-- START --

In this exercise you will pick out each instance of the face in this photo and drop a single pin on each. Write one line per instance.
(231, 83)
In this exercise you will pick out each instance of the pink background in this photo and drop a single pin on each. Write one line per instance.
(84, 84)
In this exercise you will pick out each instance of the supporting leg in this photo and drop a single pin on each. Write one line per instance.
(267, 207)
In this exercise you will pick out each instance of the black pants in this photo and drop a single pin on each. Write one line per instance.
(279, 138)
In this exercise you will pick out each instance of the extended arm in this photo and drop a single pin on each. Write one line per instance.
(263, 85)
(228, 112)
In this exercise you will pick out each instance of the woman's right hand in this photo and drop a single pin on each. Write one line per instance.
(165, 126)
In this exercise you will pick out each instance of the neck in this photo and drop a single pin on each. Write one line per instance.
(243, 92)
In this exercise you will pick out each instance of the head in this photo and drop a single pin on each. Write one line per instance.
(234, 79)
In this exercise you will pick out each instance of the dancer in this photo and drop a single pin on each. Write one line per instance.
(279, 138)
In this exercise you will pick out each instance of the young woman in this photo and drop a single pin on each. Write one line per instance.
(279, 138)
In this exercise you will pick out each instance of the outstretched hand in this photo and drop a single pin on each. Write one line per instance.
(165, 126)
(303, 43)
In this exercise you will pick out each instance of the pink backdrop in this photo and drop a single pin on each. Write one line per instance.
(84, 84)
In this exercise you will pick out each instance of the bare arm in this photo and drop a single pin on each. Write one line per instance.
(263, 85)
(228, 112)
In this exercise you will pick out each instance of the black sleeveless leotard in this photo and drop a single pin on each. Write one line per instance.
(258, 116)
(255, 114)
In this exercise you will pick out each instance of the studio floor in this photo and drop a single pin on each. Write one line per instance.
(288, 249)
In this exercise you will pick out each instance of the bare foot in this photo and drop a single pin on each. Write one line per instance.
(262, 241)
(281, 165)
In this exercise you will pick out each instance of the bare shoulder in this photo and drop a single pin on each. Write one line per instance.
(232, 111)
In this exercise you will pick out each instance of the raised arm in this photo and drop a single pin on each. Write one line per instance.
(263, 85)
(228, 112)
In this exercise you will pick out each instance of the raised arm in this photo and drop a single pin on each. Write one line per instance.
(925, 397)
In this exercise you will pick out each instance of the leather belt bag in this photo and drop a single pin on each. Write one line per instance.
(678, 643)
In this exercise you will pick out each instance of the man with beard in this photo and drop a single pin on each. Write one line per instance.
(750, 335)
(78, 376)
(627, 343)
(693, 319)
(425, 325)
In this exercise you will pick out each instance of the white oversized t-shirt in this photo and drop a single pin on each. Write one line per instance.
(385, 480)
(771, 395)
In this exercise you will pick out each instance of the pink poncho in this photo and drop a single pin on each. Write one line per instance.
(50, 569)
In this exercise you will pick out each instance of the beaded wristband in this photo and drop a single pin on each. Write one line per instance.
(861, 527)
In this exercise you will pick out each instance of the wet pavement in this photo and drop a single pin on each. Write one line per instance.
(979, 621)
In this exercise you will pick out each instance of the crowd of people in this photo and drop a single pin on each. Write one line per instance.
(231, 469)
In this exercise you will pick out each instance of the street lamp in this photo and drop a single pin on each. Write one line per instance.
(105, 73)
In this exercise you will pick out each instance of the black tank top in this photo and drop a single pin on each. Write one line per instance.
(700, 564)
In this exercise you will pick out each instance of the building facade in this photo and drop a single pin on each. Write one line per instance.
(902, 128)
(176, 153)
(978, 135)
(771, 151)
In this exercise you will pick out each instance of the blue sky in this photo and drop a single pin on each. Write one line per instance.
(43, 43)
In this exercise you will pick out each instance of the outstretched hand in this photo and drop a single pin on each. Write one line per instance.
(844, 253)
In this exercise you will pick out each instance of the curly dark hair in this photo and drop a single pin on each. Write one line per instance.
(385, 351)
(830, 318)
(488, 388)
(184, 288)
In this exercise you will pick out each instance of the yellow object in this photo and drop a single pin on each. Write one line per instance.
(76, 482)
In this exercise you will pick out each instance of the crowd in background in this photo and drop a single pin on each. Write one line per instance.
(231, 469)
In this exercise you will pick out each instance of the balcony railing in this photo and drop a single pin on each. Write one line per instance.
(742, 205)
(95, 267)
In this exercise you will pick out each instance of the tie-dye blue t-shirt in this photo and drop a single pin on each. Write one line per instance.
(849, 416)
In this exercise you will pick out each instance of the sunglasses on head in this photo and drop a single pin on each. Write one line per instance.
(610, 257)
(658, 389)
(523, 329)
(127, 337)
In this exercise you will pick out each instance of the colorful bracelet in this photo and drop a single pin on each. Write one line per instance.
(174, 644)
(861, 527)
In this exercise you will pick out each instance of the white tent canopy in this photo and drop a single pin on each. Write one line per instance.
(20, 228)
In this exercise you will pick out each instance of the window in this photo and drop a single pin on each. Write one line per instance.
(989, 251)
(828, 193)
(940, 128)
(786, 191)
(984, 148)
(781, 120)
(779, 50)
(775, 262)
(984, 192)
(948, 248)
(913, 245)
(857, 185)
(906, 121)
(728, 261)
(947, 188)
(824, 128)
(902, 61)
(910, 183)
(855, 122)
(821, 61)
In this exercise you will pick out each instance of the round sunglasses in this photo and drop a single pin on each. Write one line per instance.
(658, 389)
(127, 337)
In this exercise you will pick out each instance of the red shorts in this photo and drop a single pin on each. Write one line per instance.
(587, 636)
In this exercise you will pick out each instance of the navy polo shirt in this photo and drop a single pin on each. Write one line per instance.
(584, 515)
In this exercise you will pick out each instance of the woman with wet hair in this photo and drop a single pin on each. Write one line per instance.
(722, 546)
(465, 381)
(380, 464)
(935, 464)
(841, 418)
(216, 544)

-- END --

**Your goal**
Go through the records above and retype each one exactly.

**Task result**
In this exercise you will pick out each instance of the face in this photo and drop a single pin on each. Write one line per instance.
(231, 83)
In this exercise you will pick out each instance of the pink background in this photo and drop a single pin on each. Write one line per instance.
(84, 84)
In this exercise you will pick out each instance of the supporting leg in this photo and drop a single pin on each. Write one line per instance.
(267, 207)
In this exercise you will pick out each instance of the black pants in this photo and drop a single pin on each. Write one line per instance.
(279, 138)
In this exercise you will pick out each instance of the extended arm in this photo and drop a single pin on each. Write one line per instance.
(263, 85)
(228, 112)
In this exercise you will pick out each instance of the woman's right hand in this photo and drop a single pin on each. Write one line per instance.
(165, 126)
In this exercise you will pick out each instance of the neck in this photo and drop a single pin on each. Write one line per instance.
(243, 92)
In this exercise you will pick out each instance of the head in this photo and drop a single pin on each. Write one line per instance.
(234, 79)
In this exercise you will pick out each instance of the dancer in this photo and drop a single pin on each. Write one line per instance.
(279, 138)
In this exercise you will pick out each instance of the young woman in this photo and drop a single pin on each. Write one line per instance.
(279, 138)
In this exercise you will pick out each instance of the outstretched hand in this photo and drop a single pin on each. Write one line per instance.
(165, 126)
(303, 43)
In this exercise you will pick out each instance of the pink backdrop in this photo and drop a single pin on each. Write one line per instance.
(84, 84)
In this exercise you will pick out each instance of the bare arm in this photo and drop a single pin on each. Write one line per instance.
(263, 85)
(228, 112)
In this exercise you will pick out each instance of the black sleeveless leotard in this photo and drop a single pin on each. Write one line per instance.
(258, 116)
(255, 114)
In this exercise you will pick out each instance of the studio floor in this photo and drop a single pin on each. Write one line per instance.
(288, 249)
In this exercise you will pick out each instance of the bare foot in this photo and drop a single pin on each. Write one line per instance.
(262, 241)
(281, 165)
In this exercise you will pick out each instance of the bare shoulder in this photo and drop a single pin on each. Write one line per instance.
(232, 111)
In this exercise you will pick out each instance of the raised arm in this photo and drop a single pin on each. Write one line per instance.
(263, 85)
(228, 112)
In this exercise you will pick out each instance of the raised arm in this photo and drop a single pin on each. Write one line per instance.
(925, 397)
In this exercise you will pick out each instance of the leather belt bag in this photo and drop a single pin on each. Write one line per instance.
(678, 643)
In this exercise you will pick out each instance of the man with beard in this photo and drop a single pin on each. Write one line per instance.
(750, 335)
(78, 376)
(627, 343)
(693, 319)
(425, 325)
In this exercise you will pick out each instance of the white oversized t-shirt in this photo and drop a single pin on each. Write one line per instance.
(385, 480)
(771, 395)
In this exercise you will pick out each instance of the pink poncho in this photo and drop a single pin on each. Write one line per instance.
(50, 569)
In this exercise you will pick out each instance of the beaded wristband in this photo and drop a single pin on each. Write one line per instance.
(861, 527)
In this exercise you will pick out each instance of the wet pavement in this photo and drop a single pin on each. Write one line per instance.
(979, 621)
In this exercise you will pick out each instance of the crowd of people in this photo and drop a single pin on each. Write one line per instance.
(231, 469)
In this exercise you will pick out each instance of the street lamp in this photo and drop a single pin on each. Write one line per instance.
(105, 73)
In this exercise you will pick out each instance of the black tank top in this photo and drop a single pin on each. Write one line per instance.
(700, 564)
In this exercise you will pick out each instance of the building facade in this photo and drop a single pin on each. Write one line per instance.
(902, 128)
(176, 153)
(978, 135)
(771, 151)
In this exercise you will pick out each instance of the blue sky in this photo and drop a single pin on each. Write one line per instance.
(43, 43)
In this exercise you will pick out each instance of the outstretched hand in this photo and drop a single pin on each. Write one line per instance.
(844, 253)
In this exercise you will pick out each instance of the curly dark hair in this photo and drop a single pin on each. Write one line per instance.
(385, 351)
(830, 318)
(488, 388)
(184, 288)
In this exercise you will pick out each instance of the yellow object in this photo and drop a single pin on each. Write one line per instance.
(76, 482)
In this exercise you will pick out each instance of the crowd in background in this photo and drop a single pin on each. Write one line per instance.
(231, 469)
In this exercise you will pick out each instance of the balcony railing in this photo and drop a single pin on each. Write one line per instance.
(742, 205)
(95, 267)
In this exercise you will pick out each instance of the tie-dye blue t-shirt in this photo and drop a single pin on each. Write one line per instance.
(849, 416)
In this exercise you will pick out each instance of the sunglasses on head in this photo and drop a single pin on each. Write one line per instance.
(610, 257)
(658, 389)
(523, 329)
(127, 337)
In this exercise you will pick out each instance of the colorful bracelet in this photo and drop a single pin on each. Write one line per instance.
(174, 644)
(861, 527)
In this exercise you will pick out each instance of the white tent canopy in this photo and drop a single pin on each. Write one line per instance.
(20, 228)
In this exercise you will pick out each instance of the window in this photo and drop a single pin on each. Write one line per instance.
(989, 251)
(828, 193)
(940, 128)
(786, 191)
(984, 148)
(781, 120)
(779, 50)
(775, 262)
(984, 192)
(948, 248)
(913, 245)
(857, 185)
(906, 121)
(728, 261)
(947, 188)
(824, 128)
(902, 61)
(910, 183)
(855, 122)
(821, 61)
In this exercise you will pick out each instance of the round sunglasses in this photo and drop a single pin on each. Write one line per instance.
(658, 389)
(127, 337)
In this exercise you will pick out each instance of the red shorts in this photo and drop a single pin on each. Write one line per instance.
(587, 636)
In this exercise you will pick out each instance of the navy polo shirt in this photo and drop a single pin on each. Write one line per instance.
(584, 515)
In this exercise you will pick out each instance of the woman with wet hair in this photo and drop a single pin on each. Write one line per instance.
(722, 546)
(465, 381)
(380, 464)
(935, 464)
(841, 418)
(216, 544)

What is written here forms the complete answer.